**Aim**
Leave out any picture and return the remaining listing below exactly as given.

**Excerpted data**
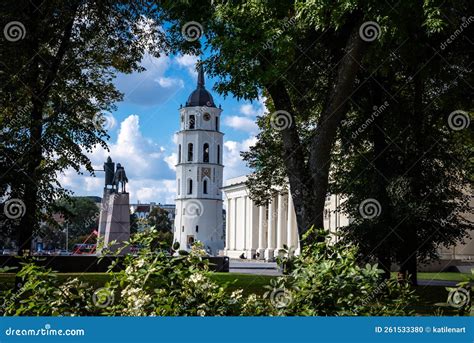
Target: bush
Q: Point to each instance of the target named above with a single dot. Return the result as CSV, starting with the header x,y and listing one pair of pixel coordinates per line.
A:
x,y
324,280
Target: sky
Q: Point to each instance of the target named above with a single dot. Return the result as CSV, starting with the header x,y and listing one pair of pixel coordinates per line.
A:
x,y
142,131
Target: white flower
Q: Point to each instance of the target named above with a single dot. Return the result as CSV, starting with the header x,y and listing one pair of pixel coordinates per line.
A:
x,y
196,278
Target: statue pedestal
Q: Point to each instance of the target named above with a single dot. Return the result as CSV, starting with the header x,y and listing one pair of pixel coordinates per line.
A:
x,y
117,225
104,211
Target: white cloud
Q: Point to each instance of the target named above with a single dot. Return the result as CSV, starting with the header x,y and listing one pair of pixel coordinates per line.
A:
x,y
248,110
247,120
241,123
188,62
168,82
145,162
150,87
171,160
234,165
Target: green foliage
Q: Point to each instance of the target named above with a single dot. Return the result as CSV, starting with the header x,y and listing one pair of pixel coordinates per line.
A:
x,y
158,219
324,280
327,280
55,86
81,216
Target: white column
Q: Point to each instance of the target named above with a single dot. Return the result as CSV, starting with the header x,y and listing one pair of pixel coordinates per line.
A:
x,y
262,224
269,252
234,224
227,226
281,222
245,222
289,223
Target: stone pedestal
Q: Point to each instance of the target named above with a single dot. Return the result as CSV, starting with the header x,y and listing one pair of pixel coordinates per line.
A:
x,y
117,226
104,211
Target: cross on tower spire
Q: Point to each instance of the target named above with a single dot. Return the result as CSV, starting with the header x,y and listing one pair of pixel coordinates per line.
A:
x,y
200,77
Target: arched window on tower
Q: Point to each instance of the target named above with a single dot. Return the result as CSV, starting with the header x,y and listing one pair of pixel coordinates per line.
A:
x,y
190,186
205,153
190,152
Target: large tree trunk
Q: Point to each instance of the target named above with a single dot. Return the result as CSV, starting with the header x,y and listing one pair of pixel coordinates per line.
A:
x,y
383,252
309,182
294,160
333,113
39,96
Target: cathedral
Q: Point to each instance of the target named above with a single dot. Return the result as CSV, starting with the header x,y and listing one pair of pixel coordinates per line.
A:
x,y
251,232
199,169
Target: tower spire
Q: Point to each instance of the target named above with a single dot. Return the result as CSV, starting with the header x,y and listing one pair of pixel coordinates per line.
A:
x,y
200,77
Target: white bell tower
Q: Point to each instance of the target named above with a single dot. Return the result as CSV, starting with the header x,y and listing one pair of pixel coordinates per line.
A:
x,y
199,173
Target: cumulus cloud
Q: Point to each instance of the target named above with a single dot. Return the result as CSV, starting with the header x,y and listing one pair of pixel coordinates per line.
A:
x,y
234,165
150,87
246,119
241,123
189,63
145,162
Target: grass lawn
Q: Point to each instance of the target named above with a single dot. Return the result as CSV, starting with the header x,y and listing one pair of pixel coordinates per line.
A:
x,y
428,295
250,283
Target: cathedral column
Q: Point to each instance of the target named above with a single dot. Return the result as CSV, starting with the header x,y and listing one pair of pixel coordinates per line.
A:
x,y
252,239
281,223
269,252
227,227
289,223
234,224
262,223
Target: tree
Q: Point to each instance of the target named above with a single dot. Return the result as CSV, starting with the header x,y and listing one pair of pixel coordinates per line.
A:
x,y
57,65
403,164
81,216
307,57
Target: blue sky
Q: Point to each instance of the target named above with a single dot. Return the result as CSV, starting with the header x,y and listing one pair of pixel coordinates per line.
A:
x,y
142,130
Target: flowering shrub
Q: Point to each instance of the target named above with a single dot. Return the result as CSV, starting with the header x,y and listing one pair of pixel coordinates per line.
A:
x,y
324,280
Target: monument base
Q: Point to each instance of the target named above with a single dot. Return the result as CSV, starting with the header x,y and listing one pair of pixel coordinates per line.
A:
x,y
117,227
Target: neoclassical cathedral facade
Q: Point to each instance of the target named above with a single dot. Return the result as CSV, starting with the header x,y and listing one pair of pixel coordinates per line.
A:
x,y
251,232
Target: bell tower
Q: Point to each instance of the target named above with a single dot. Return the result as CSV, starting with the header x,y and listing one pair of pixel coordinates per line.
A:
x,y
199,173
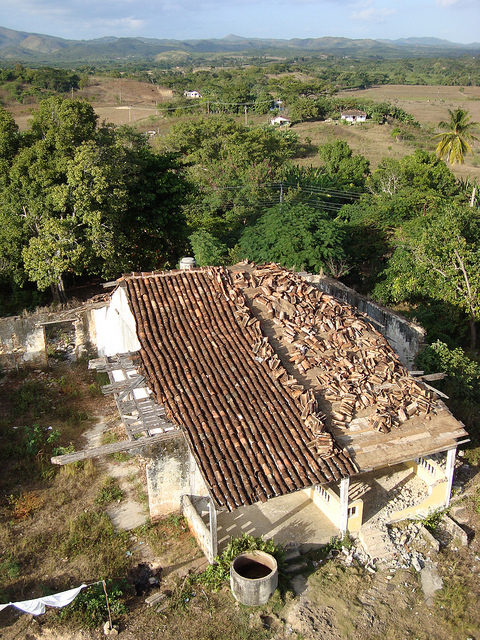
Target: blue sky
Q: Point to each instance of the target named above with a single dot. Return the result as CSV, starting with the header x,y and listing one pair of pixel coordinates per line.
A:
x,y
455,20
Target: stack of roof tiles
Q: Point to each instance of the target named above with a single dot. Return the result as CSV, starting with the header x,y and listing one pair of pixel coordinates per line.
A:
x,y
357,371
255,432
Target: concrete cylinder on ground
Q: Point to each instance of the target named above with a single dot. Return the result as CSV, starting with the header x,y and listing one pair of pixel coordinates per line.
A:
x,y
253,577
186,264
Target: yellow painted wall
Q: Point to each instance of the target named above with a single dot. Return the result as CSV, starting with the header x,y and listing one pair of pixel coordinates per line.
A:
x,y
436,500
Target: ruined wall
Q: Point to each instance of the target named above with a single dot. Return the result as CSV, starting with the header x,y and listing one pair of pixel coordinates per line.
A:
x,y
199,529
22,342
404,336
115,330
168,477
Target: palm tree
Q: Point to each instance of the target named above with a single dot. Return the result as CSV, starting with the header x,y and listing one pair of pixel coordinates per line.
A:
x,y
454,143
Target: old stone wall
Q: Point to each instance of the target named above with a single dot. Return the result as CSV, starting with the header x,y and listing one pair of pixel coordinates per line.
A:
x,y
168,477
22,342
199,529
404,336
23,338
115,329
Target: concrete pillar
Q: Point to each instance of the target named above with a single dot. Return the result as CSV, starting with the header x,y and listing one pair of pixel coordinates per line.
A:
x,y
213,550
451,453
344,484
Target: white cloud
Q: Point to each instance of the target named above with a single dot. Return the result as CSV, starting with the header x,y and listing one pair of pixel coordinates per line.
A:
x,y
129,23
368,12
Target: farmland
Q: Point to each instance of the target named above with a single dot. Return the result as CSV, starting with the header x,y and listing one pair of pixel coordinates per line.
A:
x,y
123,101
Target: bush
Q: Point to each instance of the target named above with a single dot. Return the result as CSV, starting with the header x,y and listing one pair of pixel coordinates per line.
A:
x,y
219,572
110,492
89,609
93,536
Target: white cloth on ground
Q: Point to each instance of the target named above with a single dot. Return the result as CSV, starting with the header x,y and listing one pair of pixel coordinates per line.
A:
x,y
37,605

**Correct answer**
Target: bush
Q: Point to each instance of the target named above with a single dot. Return the result as CSV, starting with the header x,y and listing one pair of pixel coordinates per line.
A:
x,y
324,280
Target: sky
Q: Point to each instance of the target named above with a single dot. Return the result as CSV, starting with the header x,y and listing one pair of pixel coordinates per line.
A:
x,y
142,131
Target: white flower
Q: Point to each instance of the target named above with a single dot. Return the result as CSV, starting with the header x,y and listing one pair of pixel coordinates per line.
A:
x,y
196,278
Target: statue pedestal
Q: Point to each instance of the target named above with a single dot. Return the result as CSV, starting with the header x,y and listing one pair of pixel coordinates per line.
A:
x,y
117,225
104,211
Target: white cloud
Q: Point to each instance of the target named above with a single dot. Return the result as CSV, starting with the header x,y and listing one pair of pixel coordinates per line.
A:
x,y
248,110
247,120
241,123
188,62
168,82
145,162
150,87
171,160
234,165
Target: green foliage
Q: Point to each instance of the target named above with a single dot. Return the result as CSV, starting with the header x,y and listing one pair of pixel coordinates per line.
A:
x,y
158,219
324,280
327,280
55,86
81,216
Target: white column
Q: Point to each instance of the target named above with a single dot. Return the result as CSV, starting with the header x,y and listing one pair of pixel coordinates per line.
A:
x,y
262,224
269,252
234,224
227,226
281,222
245,222
289,223
Target: stone pedestal
Q: Point to each instance of the target named above with a single dot. Return the result as CSV, starting with the header x,y and listing one pair of pixel coordinates per line.
A:
x,y
117,226
104,211
Target: cross on tower spire
Q: Point to each instance of the target named above with a single dot. Return the result as CSV, starting with the header x,y and listing one pair of pixel coordinates per line.
A:
x,y
200,77
Target: arched window on tower
Q: Point to each instance of the target named above with a single dot. Return the result as CSV, starting with the header x,y and listing one pair of pixel coordinates per line.
A:
x,y
190,186
205,153
190,152
Target: large tree trunk
Q: Point to each instance of the target named above with a single dot. Return the result as CSV, starting with the header x,y and listing one pair of pixel coordinates per line.
A:
x,y
383,252
309,182
294,160
333,113
39,96
Target: cathedral
Q: Point to each instance of the target named above with a single dot. Return the result as CSV, starting with the header x,y and listing one pair of pixel coordinates per line.
A:
x,y
251,232
199,169
Target: tower spire
Q: Point to each instance of the target named above with a single dot. Return the result as CSV, starting with the header x,y and listing one pair of pixel coordinates per line.
A:
x,y
200,77
Target: white bell tower
Q: Point to each instance of the target named above with a single dot. Return the result as CSV, starting with the header x,y and listing one pair of pixel coordinates per line.
A:
x,y
199,173
Target: cumulus cloud
Q: Point to each instance of the target named above with a single dot. Return the result as CSV, starting with the header x,y and listing one pair of pixel coordinates per line.
A:
x,y
234,165
150,87
246,119
241,123
189,63
145,162
Target: grass lawn
Q: Point to each instance of the target named above with a single dot. Return the result as CSV, starting with the header x,y and listing one pair of pixel coordinates per line.
A:
x,y
428,295
250,283
Target: cathedral column
Q: Point to each instance of the target named above with a single dot. Return the result as CSV, starting with the header x,y and listing one pair of pixel coordinates per line.
A:
x,y
252,239
281,223
269,252
227,227
289,223
234,224
262,223
Target: tree
Q: Point to each instance of the target named above with a single dot. Return the result as CSV, starting with the header x,y and listing one pair of pixel coordinates per line.
A:
x,y
57,65
403,164
81,216
307,57
Target: blue sky
Q: Point to each instance of the target named above with a single dot. Return the result as CSV, starting with the header x,y and listing one pair of pixel coordinates per line.
A:
x,y
142,130
Target: flowering shrub
Q: Point to each instance of the target named above with a single dot. Return the result as CSV, starting with the header x,y and listing one pair of pixel coordinates per line.
A:
x,y
324,280
Target: monument base
Q: Point to each instance of the target named above with a single dot. Return the result as CSV, starting with the header x,y and listing one pair of pixel coordinates per line.
A:
x,y
117,227
Target: neoclassical cathedral facade
Q: Point to each instance of the target named above with a single dot. Return the result as CSV, starting with the header x,y and listing one pair of pixel coordinates per line.
A:
x,y
251,232
Target: bell tower
Q: Point to each instance of the target named above with a single dot. Return the result as CSV, starting with the header x,y and listing one pair of pixel coordinates per line.
A:
x,y
199,173
Target: blue sky
Q: Point to each instance of the target named above with a single dot. Return the result as CSV, starting with the header x,y and listing one pair of pixel coordinates per line.
A:
x,y
455,20
Target: stack of roof tiles
Q: Point to each instance of the target named above with a single dot. Return the result as CSV, starting with the header x,y and listing one pair of pixel coordinates per line.
A:
x,y
357,371
255,432
Target: concrete cylinder on ground
Q: Point to each instance of the target named above with a single dot. Return the result as CSV, starting with the header x,y and listing one pair of pixel coordinates per line.
A:
x,y
253,577
186,264
Target: yellow painted wall
Q: Point to each instance of the target named above with a single dot. Return the result as CSV, starting with the header x,y and listing one pair of pixel coordinates per line.
A:
x,y
436,500
Target: ruined wall
Q: Point to each instance of the target named above with a single dot. Return the result as CSV, starting with the header x,y and listing one pair of pixel coordinates per line.
A:
x,y
199,529
22,342
404,336
115,330
168,477
Target: palm tree
Q: Point to each instance of the target named above with a single dot. Return the result as CSV, starting with the header x,y and listing one pair of pixel coordinates per line.
A:
x,y
454,143
Target: old stone wall
Q: Point to each instance of the target named above with a single dot. Return the result as CSV, starting with the header x,y and listing one pair of pixel coordinates per line.
A:
x,y
168,477
22,342
199,529
404,336
23,338
115,329
Target: concrete pillar
Q: Point to each instance of the target named above with a single dot. Return the result as CSV, starting with the header x,y and listing one pair of pixel coordinates per line.
A:
x,y
213,550
451,453
344,484
Target: white cloud
Q: Point to each instance of the target named above with a single dot. Return the result as CSV, starting with the header x,y and listing one pair of pixel coordinates per line.
A:
x,y
129,23
368,12
Target: farmland
Q: Point to each instance of the target named above with a single dot. Return the result as CSV, starting with the header x,y and listing one pair of pixel coordinates per line.
A:
x,y
123,101
Target: bush
Q: Point to each instance of the target named above with a single dot. Return the result as CSV, starting with the header x,y and listing one pair of pixel coordinates per line.
A:
x,y
219,572
110,492
89,609
93,536
Target: white cloth on ground
Q: Point to each instance of the target named above with a single dot. Return the result as CSV, starting with the header x,y and listing one pair of pixel coordinates per line.
A:
x,y
37,605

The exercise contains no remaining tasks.